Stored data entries
....

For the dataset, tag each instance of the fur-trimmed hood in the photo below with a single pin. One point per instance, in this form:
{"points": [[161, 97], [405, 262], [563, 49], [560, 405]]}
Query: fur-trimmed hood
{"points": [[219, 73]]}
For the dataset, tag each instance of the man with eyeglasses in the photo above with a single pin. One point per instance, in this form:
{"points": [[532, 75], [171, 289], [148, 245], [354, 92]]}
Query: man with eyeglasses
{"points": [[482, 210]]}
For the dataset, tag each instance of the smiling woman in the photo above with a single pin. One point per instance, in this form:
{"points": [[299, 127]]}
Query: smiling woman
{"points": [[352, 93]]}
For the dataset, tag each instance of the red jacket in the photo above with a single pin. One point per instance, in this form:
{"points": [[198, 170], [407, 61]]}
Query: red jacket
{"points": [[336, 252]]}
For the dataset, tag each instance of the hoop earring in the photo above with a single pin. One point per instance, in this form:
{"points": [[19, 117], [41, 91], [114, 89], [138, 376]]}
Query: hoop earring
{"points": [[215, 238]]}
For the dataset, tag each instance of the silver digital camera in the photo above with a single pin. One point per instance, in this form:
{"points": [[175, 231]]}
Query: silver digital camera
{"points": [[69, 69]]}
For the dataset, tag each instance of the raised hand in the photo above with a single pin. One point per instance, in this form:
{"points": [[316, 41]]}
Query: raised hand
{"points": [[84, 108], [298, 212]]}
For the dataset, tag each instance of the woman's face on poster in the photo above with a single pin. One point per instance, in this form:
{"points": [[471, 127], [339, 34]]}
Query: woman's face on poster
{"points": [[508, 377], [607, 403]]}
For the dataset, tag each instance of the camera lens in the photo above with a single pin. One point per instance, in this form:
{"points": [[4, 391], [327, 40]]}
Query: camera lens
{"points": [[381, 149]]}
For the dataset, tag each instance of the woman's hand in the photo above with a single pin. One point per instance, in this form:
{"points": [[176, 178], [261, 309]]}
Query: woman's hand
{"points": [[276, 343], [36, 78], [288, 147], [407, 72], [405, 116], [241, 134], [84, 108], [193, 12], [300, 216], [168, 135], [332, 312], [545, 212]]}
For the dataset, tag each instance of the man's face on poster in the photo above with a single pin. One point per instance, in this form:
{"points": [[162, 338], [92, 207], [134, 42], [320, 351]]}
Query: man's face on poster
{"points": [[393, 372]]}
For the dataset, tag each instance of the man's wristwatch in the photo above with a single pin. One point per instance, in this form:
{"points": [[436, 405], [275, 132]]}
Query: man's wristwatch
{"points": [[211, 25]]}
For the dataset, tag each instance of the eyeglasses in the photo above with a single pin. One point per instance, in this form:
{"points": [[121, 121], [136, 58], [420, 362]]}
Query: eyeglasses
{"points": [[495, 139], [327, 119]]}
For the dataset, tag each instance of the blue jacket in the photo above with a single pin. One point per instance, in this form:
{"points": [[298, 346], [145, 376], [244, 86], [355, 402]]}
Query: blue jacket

....

> **About this exercise**: Quote, with nothing altered, all lines from the start of the entries to the line that carries "For the dataset, tag each instance of the man with", inclusive.

> **Task solution**:
For the dataset, tag each instance of the fur-trimmed hood in the photo below with a single pin. One point per instance, in this form:
{"points": [[161, 97], [405, 262], [563, 49], [560, 405]]}
Query: fur-trimmed hood
{"points": [[219, 73]]}
For the dataset, tag each instance of the man with eyeglasses in the photo above with a single pin. One point per instance, in this form:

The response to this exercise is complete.